Pour chaque affirmation, indiquez s'il vous plaît si elle concorde avec l'extrait ci-dessous en répondant par oui ou non, et citez mot pour mot le passage qui tranche. 1. Le parquet a porté son action devant le tribunal de première instance de Câmpulung. 2. Le tribunal a accepté de procéder à une nouvelle audition de témoins. 3. L'affaire a été enregistrée au rôle du tribunal de Târgovişte le 16 avril 2000.

◆ **Extrait du document**:
● ● ● ● ●
21. Sur recours du requérant, cet arrêt fut confirmé par un arrêt définitif du 26 novembre 2001 de la cour d'appel de Ploieşti.
E. Action introduite par le parquet près le tribunal de première instance de Câmpulung tendant à l'annulation du titre de propriété
22. Le parquet près le tribunal de première instance de Câmpulung introduisit devant le tribunal de première instance de Câmpulung en vertu de l'article III, a) de la loi no 169/1997 complétant la loi no 18/1991, une action tendant à l'annulation du même titre de propriété, ainsi que des actes de reconstitution et des actes subséquents par lesquels le requérant avait acquis le droit de propriété sur le terrain.
23. Le parquet fondait sa demande sur les conclusions d'une instruction menée à la suite d'une plainte formée par la société à l'encontre du requérant. Selon le parquet, l'instruction aurait confirmé l'illégalité du titre. L'objet de la plainte ne ressort pas clairement du dossier. Le parquet fit référence à cet égard à une ordonnance du 5 octobre 1999, par laquelle un procureur clôtura les poursuites en raison de la prescription de la responsabilité pénale.
24. A l'audience du 10 février 2000, l'avocat du requérant demanda à ce que toutes les preuves administrées devant le parquet soit présentées devant le tribunal en vue d'un débat contradictoire. Il faisait valoir notamment que les parties n'avaient pas été convoquées pour l'expertise. Selon l'avocat, les moyens de preuve invoqués par le parquet étaient des moyens extrajudiciaires, et l'audition des témoins et l'administration d'une expertise étaient de ce fait nécessaires.
25. Le tribunal rejeta la demande faite par l'avocat du requérant. Le tribunal décida qu'une nouvelle audition de témoins n'était pas nécessaire et pertinente dans le contexte de l'action qui visait la nullité absolue du titre de propriété en vertu de la loi no 169/1997. En outre, le tribunal jugea que le requérant n'avait pas présenté la demande d'expertise à la première audience consacrée aux conclusions sur le fond de l'affaire, en application des dispositions du code de procédure civile, et que la demande était de ce fait irrecevable. Suite au rejet de ces demandes, l'avocat du requérant forma une demande de récusation de tous les juges du tribunal départemental d'Argeş.
26. Par un jugement avant dire droit du 14 mars 2000, la Cour Suprême de Justice décida le renvoi de l'affaire devant une autre juridiction de même degré (strămutarea cauzei), le tribunal de première instance de Târgovişte, tout en validant les actes de procédure accomplis jusqu'au renvoi de l'affaire. Le 16 avril 2000 l'affaire fut enregistrée au rôle de ce tribunal.
● ● ● ● ●
◆ **Données fournies**:
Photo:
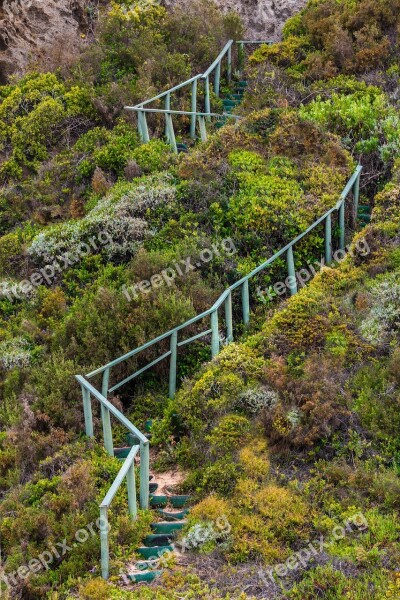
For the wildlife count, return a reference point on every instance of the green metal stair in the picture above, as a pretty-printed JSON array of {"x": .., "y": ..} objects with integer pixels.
[
  {"x": 231, "y": 101},
  {"x": 161, "y": 540}
]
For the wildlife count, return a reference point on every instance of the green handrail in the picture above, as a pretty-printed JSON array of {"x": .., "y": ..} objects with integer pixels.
[
  {"x": 225, "y": 298},
  {"x": 127, "y": 470},
  {"x": 197, "y": 118}
]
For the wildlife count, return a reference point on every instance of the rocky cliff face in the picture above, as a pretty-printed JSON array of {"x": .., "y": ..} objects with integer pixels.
[
  {"x": 28, "y": 28},
  {"x": 35, "y": 29},
  {"x": 263, "y": 18}
]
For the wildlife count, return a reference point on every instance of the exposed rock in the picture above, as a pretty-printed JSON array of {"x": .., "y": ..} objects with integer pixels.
[
  {"x": 263, "y": 18},
  {"x": 29, "y": 28},
  {"x": 32, "y": 30}
]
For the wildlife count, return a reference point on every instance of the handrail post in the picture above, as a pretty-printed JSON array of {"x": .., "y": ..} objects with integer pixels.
[
  {"x": 217, "y": 78},
  {"x": 341, "y": 226},
  {"x": 172, "y": 364},
  {"x": 143, "y": 129},
  {"x": 171, "y": 133},
  {"x": 131, "y": 485},
  {"x": 245, "y": 302},
  {"x": 356, "y": 196},
  {"x": 87, "y": 411},
  {"x": 214, "y": 333},
  {"x": 144, "y": 475},
  {"x": 328, "y": 240},
  {"x": 228, "y": 318},
  {"x": 105, "y": 550},
  {"x": 203, "y": 129},
  {"x": 207, "y": 105},
  {"x": 167, "y": 107},
  {"x": 291, "y": 271},
  {"x": 193, "y": 110},
  {"x": 240, "y": 57},
  {"x": 105, "y": 416}
]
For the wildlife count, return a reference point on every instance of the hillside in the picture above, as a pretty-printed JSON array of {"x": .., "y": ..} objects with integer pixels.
[{"x": 277, "y": 459}]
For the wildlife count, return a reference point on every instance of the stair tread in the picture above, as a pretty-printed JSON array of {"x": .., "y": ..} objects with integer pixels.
[
  {"x": 148, "y": 552},
  {"x": 144, "y": 576}
]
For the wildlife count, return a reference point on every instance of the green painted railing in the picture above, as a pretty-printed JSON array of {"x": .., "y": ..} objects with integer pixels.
[
  {"x": 176, "y": 341},
  {"x": 174, "y": 336},
  {"x": 127, "y": 471},
  {"x": 214, "y": 71}
]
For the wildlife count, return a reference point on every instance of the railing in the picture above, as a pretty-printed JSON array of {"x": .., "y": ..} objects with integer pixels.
[
  {"x": 174, "y": 336},
  {"x": 107, "y": 409},
  {"x": 127, "y": 471},
  {"x": 196, "y": 116}
]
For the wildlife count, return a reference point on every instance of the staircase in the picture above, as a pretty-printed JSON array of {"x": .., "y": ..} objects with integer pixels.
● ● ● ● ●
◆ **Corrigé ci-dessous**:
1. Oui : « Le parquet près le tribunal de première instance de Câmpulung introduisit devant le tribunal de première instance de Câmpulung »
2. Non : « Le tribunal décida qu'une nouvelle audition de témoins n'était pas nécessaire et pertinente »
3. Oui : « Le 16 avril 2000 l'affaire fut enregistrée au rôle de ce tribunal. »